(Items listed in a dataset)
###
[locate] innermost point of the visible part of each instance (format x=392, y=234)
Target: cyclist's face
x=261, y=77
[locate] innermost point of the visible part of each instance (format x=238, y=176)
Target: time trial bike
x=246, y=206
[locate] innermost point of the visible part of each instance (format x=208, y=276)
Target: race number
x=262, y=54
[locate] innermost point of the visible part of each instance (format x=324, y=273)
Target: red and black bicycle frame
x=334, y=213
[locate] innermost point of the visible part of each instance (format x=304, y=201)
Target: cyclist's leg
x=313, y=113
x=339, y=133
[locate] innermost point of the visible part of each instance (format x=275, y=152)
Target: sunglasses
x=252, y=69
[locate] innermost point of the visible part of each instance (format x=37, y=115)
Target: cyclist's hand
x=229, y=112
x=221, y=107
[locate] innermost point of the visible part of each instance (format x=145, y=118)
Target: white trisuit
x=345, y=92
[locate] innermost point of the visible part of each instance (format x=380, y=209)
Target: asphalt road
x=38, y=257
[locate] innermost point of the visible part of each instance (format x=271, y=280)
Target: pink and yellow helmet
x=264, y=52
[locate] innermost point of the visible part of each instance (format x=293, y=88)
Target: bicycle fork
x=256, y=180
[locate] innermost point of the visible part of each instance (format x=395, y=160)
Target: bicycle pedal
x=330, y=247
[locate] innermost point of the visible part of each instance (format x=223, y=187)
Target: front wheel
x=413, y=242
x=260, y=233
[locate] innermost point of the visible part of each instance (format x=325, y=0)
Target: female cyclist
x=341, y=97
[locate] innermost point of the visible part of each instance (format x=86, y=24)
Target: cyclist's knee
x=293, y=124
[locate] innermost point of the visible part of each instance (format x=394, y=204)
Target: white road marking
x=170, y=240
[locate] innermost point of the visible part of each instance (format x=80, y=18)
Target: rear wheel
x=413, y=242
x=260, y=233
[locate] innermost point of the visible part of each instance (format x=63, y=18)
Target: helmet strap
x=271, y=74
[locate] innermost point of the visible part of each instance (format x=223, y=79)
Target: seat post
###
Return all of the records above line for line, without changing anything.

CORRECT OUTPUT ▸
[locate] innermost point of the visible part of each instance (format x=392, y=234)
Target: cyclist's face
x=261, y=77
[locate] innermost point of the visible part of each instance (format x=238, y=176)
Target: time trial bike
x=246, y=206
[locate] innermost point of the visible part of each instance (format x=208, y=276)
Target: race number
x=262, y=54
[locate] innermost point of the visible part of each instance (format x=324, y=273)
Target: red and black bicycle frame
x=334, y=213
[locate] innermost point of the visible part of each instance (format x=304, y=201)
Target: cyclist's leg
x=313, y=113
x=339, y=133
[locate] innermost point of the visible part of each instance (format x=275, y=152)
Target: sunglasses
x=252, y=69
[locate] innermost point of the visible part of each instance (format x=37, y=115)
Target: cyclist's hand
x=229, y=112
x=221, y=107
[locate] innermost point of the visible part of each instance (format x=145, y=118)
Target: white trisuit
x=345, y=92
[locate] innermost point of the visible part of each instance (format x=380, y=209)
Target: asphalt road
x=38, y=257
[locate] innermost point of the visible part of each instance (format x=271, y=280)
Target: pink and yellow helmet
x=264, y=52
[locate] innermost point of the visible part of each instance (format x=293, y=88)
Target: bicycle fork
x=256, y=180
[locate] innermost point of the visible part of each instance (format x=395, y=160)
Target: bicycle pedal
x=330, y=247
[locate] innermost point of the visible part of each instance (format x=223, y=187)
Target: front wheel
x=413, y=242
x=260, y=233
[locate] innermost point of the visible part of each instance (format x=325, y=0)
Target: female cyclist
x=341, y=97
[locate] innermost point of the visible part of each instance (format x=86, y=24)
Target: cyclist's knee
x=293, y=124
[locate] innermost point of the visible part of each instance (format x=394, y=204)
Target: white road marking
x=170, y=240
[locate] innermost point of the visible part of each instance (format x=80, y=18)
Target: rear wheel
x=413, y=242
x=260, y=233
[locate] innermost point of the visible part of each instance (format x=63, y=18)
Target: helmet strap
x=271, y=74
[locate] innermost point of the visible part of each instance (format x=223, y=79)
Target: seat post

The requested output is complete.